**EXERCISE:** The reply should consist of one number, the count of lines below in which the word "tree" appears.

Items from a dataset:
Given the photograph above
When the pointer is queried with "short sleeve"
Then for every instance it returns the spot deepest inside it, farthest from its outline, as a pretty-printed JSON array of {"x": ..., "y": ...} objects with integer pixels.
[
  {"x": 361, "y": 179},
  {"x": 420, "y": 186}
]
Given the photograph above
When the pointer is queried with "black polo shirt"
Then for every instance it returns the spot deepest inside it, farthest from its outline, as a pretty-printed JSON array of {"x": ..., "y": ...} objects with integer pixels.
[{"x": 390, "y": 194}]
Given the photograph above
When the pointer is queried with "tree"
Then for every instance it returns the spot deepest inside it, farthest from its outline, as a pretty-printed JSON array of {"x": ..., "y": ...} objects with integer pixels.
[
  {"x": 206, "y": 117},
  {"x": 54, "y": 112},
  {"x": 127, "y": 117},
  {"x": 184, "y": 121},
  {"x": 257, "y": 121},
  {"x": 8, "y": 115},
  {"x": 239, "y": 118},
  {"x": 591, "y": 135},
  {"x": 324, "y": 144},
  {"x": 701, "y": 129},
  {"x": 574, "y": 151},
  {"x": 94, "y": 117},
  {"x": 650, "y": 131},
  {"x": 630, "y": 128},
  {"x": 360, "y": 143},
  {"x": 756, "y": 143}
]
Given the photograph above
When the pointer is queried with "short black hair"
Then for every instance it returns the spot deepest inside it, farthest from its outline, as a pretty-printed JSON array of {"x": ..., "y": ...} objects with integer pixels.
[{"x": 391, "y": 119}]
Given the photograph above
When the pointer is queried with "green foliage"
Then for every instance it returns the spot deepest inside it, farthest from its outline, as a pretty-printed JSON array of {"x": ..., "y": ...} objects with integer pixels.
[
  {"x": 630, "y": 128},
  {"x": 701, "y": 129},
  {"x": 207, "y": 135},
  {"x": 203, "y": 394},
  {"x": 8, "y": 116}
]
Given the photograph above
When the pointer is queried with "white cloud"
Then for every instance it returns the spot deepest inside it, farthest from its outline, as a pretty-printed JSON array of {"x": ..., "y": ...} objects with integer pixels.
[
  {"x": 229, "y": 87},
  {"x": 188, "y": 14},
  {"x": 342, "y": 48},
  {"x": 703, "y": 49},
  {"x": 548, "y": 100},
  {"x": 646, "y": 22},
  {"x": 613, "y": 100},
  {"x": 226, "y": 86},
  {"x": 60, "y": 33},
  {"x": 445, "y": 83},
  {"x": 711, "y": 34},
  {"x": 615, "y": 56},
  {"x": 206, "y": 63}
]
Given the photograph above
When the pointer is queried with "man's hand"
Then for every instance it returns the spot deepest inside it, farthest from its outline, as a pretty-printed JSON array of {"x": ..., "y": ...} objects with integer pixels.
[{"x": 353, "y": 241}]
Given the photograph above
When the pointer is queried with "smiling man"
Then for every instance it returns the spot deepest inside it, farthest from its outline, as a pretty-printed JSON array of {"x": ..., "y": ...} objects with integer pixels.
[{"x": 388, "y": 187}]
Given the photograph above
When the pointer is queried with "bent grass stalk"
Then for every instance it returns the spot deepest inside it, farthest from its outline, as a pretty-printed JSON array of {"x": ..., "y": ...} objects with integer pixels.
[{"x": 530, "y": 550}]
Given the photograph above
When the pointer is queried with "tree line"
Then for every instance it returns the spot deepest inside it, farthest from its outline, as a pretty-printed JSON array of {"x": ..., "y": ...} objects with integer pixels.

**ANSWER TO THIS TASK:** 2